WORK TO COMPLETE>
Copy word for word the passage of the NSD zone-transfer thread starting at "A NSD 3.2.16, secondary" and ending at "see such behavior?".

** Start TEXT SHOWN **

Stephane Bortzmeyer
2014-Jul-30 11:40 UTC
[nsd-users] "update failed (acquired: 1406646354), restarting transfer (notified zone)"
A NSD 3.2.16, secondary for a large zone, suddenly stopped updating the zone: xfrd: zone foobar.example: soa serial 2222549638 update failed (acquired: 1406646354), restarting transfer (notified zone) Other (smaller) zones on the same machine are properly updated. Checking the source code (xfrd.c) does not give me many hints. "acquired" is the time where the SOA was acquired but it it not clear what is wrong exactly, and how to solve it. Did anyone see such behavior?
Michael Braunoeder
2014-Sep-26 09:37 UTC
[nsd-users] "update failed (acquired: 1406646354), restarting transfer (notified zone)"

** End TEXT SHOWN **
** Start RECORDS SHOWN **

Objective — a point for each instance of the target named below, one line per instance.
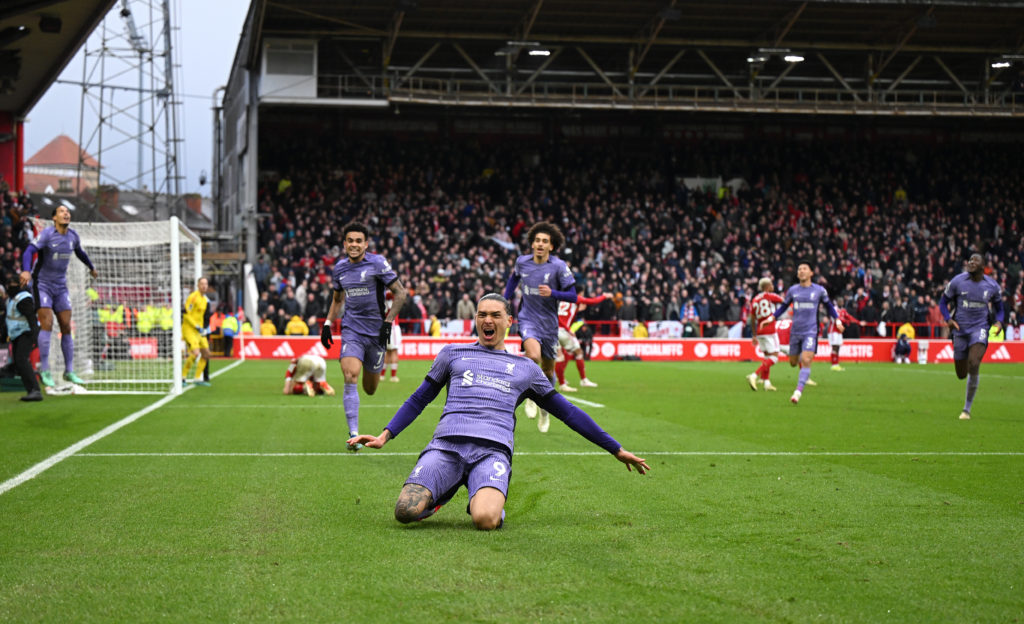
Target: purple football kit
(49, 275)
(364, 284)
(538, 315)
(967, 301)
(474, 440)
(805, 301)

** End RECORDS SHOWN **

EXERCISE RESULT>
A NSD 3.2.16, secondary for a large zone, suddenly stopped updating the zone: xfrd: zone foobar.example: soa serial 2222549638 update failed (acquired: 1406646354), restarting transfer (notified zone) Other (smaller) zones on the same machine are properly updated. Checking the source code (xfrd.c) does not give me many hints. "acquired" is the time where the SOA was acquired but it it not clear what is wrong exactly, and how to solve it. Did anyone see such behavior?